→ **Your objective**
Count the lines in the items below that contain the string "black", matching case exactly, and reply with only that number.

→ **Material**
******

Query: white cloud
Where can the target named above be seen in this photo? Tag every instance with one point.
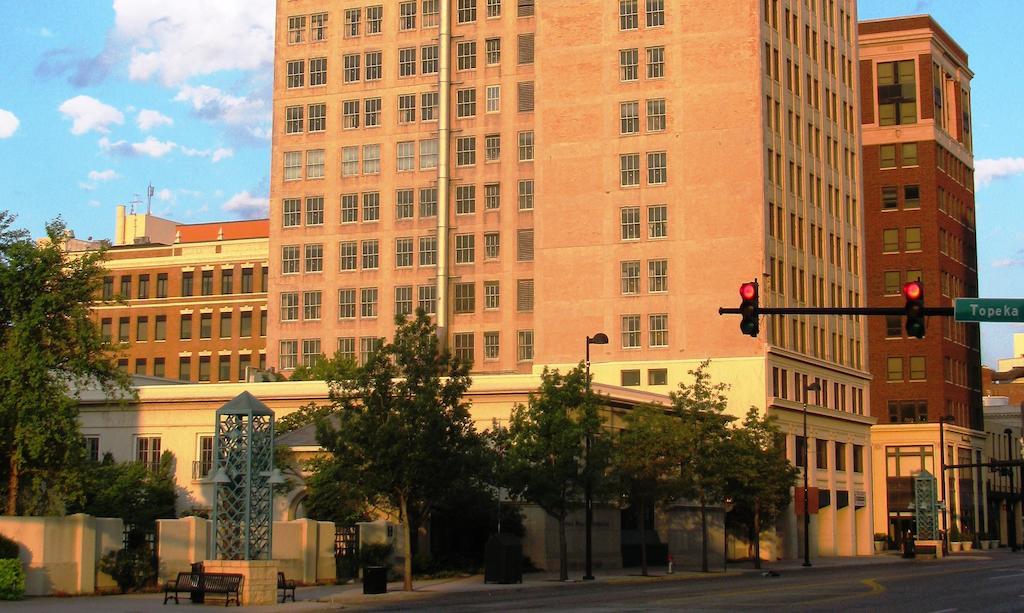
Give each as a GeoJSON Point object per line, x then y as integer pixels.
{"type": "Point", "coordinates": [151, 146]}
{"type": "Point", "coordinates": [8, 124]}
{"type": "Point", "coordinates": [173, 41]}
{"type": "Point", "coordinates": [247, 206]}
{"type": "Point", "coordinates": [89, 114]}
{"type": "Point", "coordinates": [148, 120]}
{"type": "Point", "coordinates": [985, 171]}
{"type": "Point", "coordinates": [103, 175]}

******

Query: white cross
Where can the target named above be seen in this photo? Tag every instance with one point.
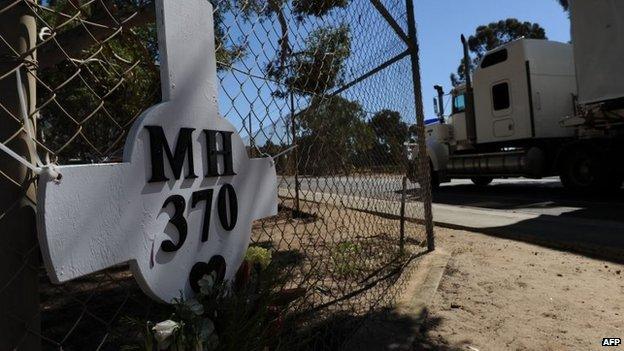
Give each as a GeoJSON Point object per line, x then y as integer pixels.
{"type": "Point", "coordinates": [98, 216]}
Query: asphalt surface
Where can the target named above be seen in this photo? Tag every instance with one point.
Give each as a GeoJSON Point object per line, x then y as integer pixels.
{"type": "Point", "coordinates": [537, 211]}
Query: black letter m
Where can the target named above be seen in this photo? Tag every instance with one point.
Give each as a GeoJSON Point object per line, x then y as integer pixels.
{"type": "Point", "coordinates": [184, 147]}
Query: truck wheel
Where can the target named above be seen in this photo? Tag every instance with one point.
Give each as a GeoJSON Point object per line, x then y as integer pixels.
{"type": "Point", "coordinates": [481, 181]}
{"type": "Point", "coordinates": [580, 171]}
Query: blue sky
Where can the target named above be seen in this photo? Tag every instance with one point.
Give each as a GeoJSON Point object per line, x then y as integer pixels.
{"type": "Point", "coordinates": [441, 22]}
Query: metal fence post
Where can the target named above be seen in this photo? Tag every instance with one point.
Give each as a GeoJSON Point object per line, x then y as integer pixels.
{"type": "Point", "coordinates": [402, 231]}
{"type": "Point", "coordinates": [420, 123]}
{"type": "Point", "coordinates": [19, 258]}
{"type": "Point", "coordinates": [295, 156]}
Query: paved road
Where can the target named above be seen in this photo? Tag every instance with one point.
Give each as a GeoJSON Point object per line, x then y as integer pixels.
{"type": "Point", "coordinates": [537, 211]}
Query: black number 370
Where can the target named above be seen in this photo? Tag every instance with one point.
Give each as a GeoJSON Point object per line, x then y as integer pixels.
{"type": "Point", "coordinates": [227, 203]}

******

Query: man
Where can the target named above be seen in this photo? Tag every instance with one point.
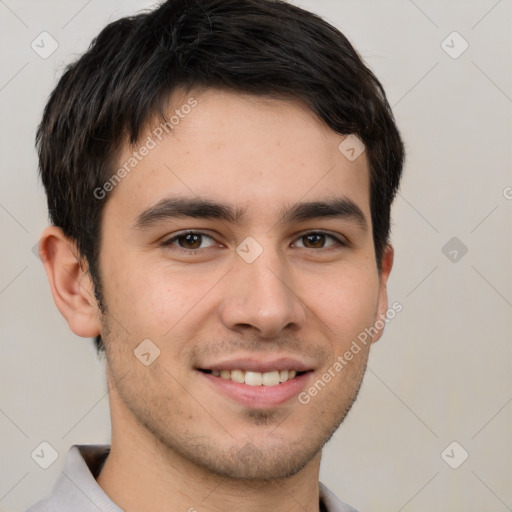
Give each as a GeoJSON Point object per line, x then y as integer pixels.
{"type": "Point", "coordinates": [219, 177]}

******

→ **Task output**
2